### Work to complete:
Reproduce the entries that follow verbatim, down to the final line.

(Natural language region descriptions)
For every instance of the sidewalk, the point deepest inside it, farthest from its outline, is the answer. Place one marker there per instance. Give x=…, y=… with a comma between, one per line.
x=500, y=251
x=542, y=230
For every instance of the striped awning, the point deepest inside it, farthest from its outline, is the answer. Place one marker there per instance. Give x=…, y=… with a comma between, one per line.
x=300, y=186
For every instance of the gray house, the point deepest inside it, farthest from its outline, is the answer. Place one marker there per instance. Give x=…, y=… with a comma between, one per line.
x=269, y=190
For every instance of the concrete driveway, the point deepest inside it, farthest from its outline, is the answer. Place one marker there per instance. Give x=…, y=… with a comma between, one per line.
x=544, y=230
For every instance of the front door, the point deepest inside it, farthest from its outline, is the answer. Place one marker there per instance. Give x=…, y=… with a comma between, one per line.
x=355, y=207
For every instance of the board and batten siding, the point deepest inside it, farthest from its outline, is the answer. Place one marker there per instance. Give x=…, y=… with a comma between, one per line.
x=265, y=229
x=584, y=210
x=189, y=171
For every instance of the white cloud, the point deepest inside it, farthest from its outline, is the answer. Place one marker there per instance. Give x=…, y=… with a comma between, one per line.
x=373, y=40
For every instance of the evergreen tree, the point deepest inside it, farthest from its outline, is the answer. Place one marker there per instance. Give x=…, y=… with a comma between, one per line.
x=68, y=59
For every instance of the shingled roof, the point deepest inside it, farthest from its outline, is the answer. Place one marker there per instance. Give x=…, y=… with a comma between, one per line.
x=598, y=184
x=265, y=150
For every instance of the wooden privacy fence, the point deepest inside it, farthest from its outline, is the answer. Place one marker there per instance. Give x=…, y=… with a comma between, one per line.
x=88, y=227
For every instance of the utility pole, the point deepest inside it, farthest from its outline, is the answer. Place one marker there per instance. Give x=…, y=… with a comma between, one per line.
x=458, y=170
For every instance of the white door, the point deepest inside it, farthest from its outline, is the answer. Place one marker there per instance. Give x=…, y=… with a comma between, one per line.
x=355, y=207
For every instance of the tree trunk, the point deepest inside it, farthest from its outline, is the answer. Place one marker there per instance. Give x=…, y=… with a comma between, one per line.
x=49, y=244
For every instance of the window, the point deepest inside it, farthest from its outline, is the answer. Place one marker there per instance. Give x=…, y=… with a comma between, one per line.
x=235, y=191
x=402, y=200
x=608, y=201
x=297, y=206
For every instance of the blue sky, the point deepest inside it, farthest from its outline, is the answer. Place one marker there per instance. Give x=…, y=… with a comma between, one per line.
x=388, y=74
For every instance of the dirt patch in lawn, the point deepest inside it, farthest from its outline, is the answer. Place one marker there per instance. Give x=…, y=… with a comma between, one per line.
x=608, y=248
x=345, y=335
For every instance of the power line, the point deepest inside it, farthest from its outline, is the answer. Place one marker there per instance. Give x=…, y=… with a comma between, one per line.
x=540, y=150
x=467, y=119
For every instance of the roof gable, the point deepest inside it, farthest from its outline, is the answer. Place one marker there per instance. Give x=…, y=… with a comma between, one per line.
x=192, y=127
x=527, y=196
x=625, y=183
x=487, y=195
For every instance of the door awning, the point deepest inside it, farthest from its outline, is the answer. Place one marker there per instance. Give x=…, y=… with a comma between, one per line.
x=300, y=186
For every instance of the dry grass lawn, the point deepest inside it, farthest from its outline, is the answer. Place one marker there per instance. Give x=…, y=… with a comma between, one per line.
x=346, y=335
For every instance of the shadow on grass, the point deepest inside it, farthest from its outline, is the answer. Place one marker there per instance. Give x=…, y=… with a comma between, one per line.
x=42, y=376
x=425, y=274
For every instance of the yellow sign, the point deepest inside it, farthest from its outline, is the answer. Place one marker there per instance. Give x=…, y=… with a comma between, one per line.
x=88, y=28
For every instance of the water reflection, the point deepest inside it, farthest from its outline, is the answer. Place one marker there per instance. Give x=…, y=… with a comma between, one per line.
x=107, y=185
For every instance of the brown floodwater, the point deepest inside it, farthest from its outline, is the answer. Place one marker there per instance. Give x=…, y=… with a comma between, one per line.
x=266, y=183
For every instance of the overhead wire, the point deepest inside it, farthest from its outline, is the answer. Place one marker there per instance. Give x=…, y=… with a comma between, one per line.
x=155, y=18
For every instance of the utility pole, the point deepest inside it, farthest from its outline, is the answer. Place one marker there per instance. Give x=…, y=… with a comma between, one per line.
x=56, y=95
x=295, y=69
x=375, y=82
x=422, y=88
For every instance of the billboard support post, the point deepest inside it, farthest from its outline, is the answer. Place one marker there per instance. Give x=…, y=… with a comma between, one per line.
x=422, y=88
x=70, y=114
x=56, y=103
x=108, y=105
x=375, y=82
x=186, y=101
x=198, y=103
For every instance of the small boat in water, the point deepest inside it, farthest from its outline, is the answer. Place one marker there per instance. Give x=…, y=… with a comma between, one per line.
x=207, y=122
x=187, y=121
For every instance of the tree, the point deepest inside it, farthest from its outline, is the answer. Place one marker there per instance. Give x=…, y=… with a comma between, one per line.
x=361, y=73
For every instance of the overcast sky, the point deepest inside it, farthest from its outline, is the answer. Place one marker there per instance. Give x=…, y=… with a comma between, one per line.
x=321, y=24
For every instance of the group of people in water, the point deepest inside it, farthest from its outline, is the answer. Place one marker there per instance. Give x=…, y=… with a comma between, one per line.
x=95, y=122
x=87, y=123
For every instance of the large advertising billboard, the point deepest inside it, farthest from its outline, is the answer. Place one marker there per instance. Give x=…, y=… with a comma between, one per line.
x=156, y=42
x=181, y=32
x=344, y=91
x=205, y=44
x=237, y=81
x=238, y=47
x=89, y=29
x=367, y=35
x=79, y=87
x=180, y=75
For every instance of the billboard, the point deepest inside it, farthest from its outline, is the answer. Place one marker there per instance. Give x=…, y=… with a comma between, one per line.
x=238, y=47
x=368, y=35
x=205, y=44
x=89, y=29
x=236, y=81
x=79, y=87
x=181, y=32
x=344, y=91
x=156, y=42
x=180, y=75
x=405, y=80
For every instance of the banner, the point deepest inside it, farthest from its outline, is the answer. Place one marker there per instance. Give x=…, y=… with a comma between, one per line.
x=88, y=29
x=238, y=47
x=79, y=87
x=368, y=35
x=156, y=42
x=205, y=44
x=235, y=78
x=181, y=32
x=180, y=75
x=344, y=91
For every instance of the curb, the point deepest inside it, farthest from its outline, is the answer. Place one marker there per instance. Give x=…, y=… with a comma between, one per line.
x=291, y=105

### Your response:
For every instance of the sidewalk, the point deepest inside it, farthest from its outline, is the answer. Place one marker there per instance. Give x=…, y=… with a comma between, one per line.
x=500, y=251
x=542, y=230
For every instance of the striped awning, the point deepest inside it, farthest from its outline, is the answer. Place one marker there per instance. Give x=…, y=… with a comma between, one per line.
x=300, y=186
For every instance of the gray house, the point deepest inside it, farthest from its outline, is the answer. Place one marker there per instance. Give x=…, y=… with a comma between, one per line.
x=269, y=190
For every instance of the concrete driveway, the point deepest inside it, farthest from its outline, is the answer. Place one marker there per instance. Give x=…, y=… with a comma between, one per line.
x=544, y=230
For every instance of the front door, the point deepest inside it, farthest from its outline, is the answer. Place one marker there per instance. Give x=…, y=… with a comma between, one per line.
x=355, y=207
For every instance of the board and batten siding, the point deepest inside it, farthest from its outline, is the answer. Place one marker there per instance. Give x=…, y=… with a comma between, one per line.
x=265, y=229
x=584, y=210
x=189, y=171
For every instance of the white cloud, the point deepest inside it, farthest from its outline, is the answer. Place one marker there per instance. Give x=…, y=… with a comma between, one per line.
x=373, y=40
For every instance of the evergreen tree, the point deepest inside it, farthest from its outline, is the answer. Place one marker there per instance. Give x=…, y=… with a comma between, one per line.
x=68, y=59
For every instance of the shingled roof, the point deepest inside it, farthest from its outline, is the answer. Place one marker there per instance. Give x=…, y=… with a comma between, one per line.
x=598, y=184
x=265, y=150
For every instance of the wooden privacy fence, the point deepest inside it, farthest from its outline, is the answer. Place one marker there per instance. Give x=…, y=… with a comma between, one per line.
x=88, y=227
For every instance of the utility pole, the point deepest inside it, farthest from its outline, is the answer. Place one marker there per instance. Give x=…, y=… with a comma between, one per line.
x=458, y=170
For every instance of the white door, the point deepest inside it, farthest from its outline, is the answer. Place one marker there per instance. Give x=…, y=… with a comma between, one per line.
x=355, y=207
For every instance of the tree trunk, the point deepest inside it, farthest from its outline, is the answer. Place one marker there per instance. Give x=…, y=… with a comma between, one per line.
x=49, y=244
For every instance of the window, the point deepest inside it, farthest from its outline, is the answer. Place one marker there per instance. Give x=…, y=… with a comma between, one per line.
x=235, y=191
x=402, y=200
x=608, y=201
x=297, y=206
For every instance of the blue sky, the point deepest inside it, farthest from its outline, is the answer. Place one marker there per instance. Give x=…, y=… with a comma between, one per line.
x=388, y=74
For every instance of the dirt patch in lawn, the point deepest inside it, farthest from its outline, is the answer. Place one marker there per instance. Give x=…, y=… with a comma between, one per line.
x=608, y=248
x=345, y=335
For every instance of the power line, the point deepest inside it, farthest from its outline, is the answer. Place one marker there per instance. Give x=…, y=… with a comma between, one per line.
x=540, y=150
x=467, y=119
For every instance of the roof gable, the point deepest inside it, farthest from its outline, is the answer. Place one marker there per instance. Give x=…, y=… with a comma between, one per line.
x=192, y=127
x=527, y=196
x=625, y=183
x=487, y=195
For every instance of the door awning, the point deepest inside it, farthest from its outline, is the answer. Place one marker there per instance. Give x=…, y=… with a comma between, one per line.
x=300, y=186
For every instance of the dry grass lawn, the point deepest inside it, farthest from its outline, is the answer. Place one marker there per instance. Give x=…, y=… with a comma between, one per line.
x=346, y=335
For every instance of the shadow on grass, the point deepest inside it, farthest from its outline, is the answer. Place one marker there per instance. Give x=…, y=… with a comma between, one per line.
x=42, y=376
x=425, y=274
For every instance of the yellow sign, the point deepest inside it, farthest from its outline, is the answer. Place one marker there per instance. Give x=…, y=… with a comma between, one per line.
x=88, y=28
For every instance of the water reflection, the point deepest inside it, farthest from its outline, is the answer. Place one marker there per instance. Give x=…, y=… with a comma between, one per line.
x=107, y=185
For every instance of the brown floodwater, the point deepest inside it, farthest from its outline, is the answer. Place one marker there per instance. Give x=…, y=… with a comma between, one per line.
x=266, y=183
For every instance of the overhead wire, the point deepest inside it, farthest from its outline, is the answer. Place one marker there per instance. Give x=…, y=… with a comma between, one per line.
x=155, y=18
For every instance of the utility pole, the point deepest inside it, farthest from its outline, is the answer. Place one marker there per instance. Give x=…, y=… with a comma between, one per line.
x=56, y=95
x=295, y=69
x=375, y=82
x=422, y=88
For every instance of the billboard support post, the point deepest inside it, farthest from its outline, is the answer. Place one marker there per instance. Give x=…, y=… with a comma between, one per line.
x=422, y=88
x=70, y=114
x=56, y=103
x=108, y=105
x=375, y=82
x=186, y=101
x=198, y=103
For every instance of the small boat in water, the point deepest inside it, farthest from its outline, is the answer. Place one marker there per instance. Give x=…, y=… with a comma between, one per line.
x=207, y=122
x=187, y=121
For every instance of the tree, the point deepest inside it, farthest from its outline, is the answer. Place one marker there per instance. Give x=…, y=… with a comma between, one per line.
x=361, y=73
For every instance of the overcast sky, the point deepest inside it, farthest from its outline, is the answer. Place one marker there per instance. Give x=…, y=… with a comma between, one per line.
x=321, y=24
For every instance of the group of people in water, the point deepest inside it, farthest from its outline, is the answer. Place one marker there per instance. Give x=…, y=… with a comma between, one per line.
x=95, y=122
x=87, y=123
For every instance of the large advertising billboard, the point deepest inside it, farthest from its outline, is the answer. Place one marker there per instance. Give x=…, y=… with a comma between, one per line.
x=156, y=42
x=181, y=32
x=344, y=91
x=205, y=44
x=237, y=81
x=238, y=47
x=89, y=29
x=367, y=35
x=79, y=87
x=180, y=75
For every instance of the billboard, the point deepest inside it, farthest from its outline, is the answer. Place one marker there per instance. Give x=…, y=… with a comma between, one per line.
x=238, y=47
x=368, y=35
x=205, y=44
x=89, y=29
x=236, y=81
x=79, y=87
x=181, y=32
x=344, y=91
x=156, y=42
x=180, y=75
x=405, y=80
For every instance of the banner, the point deepest inside it, farthest from its outline, is the answer. Place one marker there per instance. Give x=…, y=… with a comma between, one per line.
x=88, y=29
x=238, y=47
x=79, y=87
x=368, y=35
x=156, y=42
x=205, y=44
x=235, y=78
x=181, y=32
x=180, y=75
x=344, y=91
For every instance of the curb, the point deepest inside it, farthest from its outline, is the answer. Place one marker there per instance. Give x=…, y=… with a comma between, one per line.
x=291, y=105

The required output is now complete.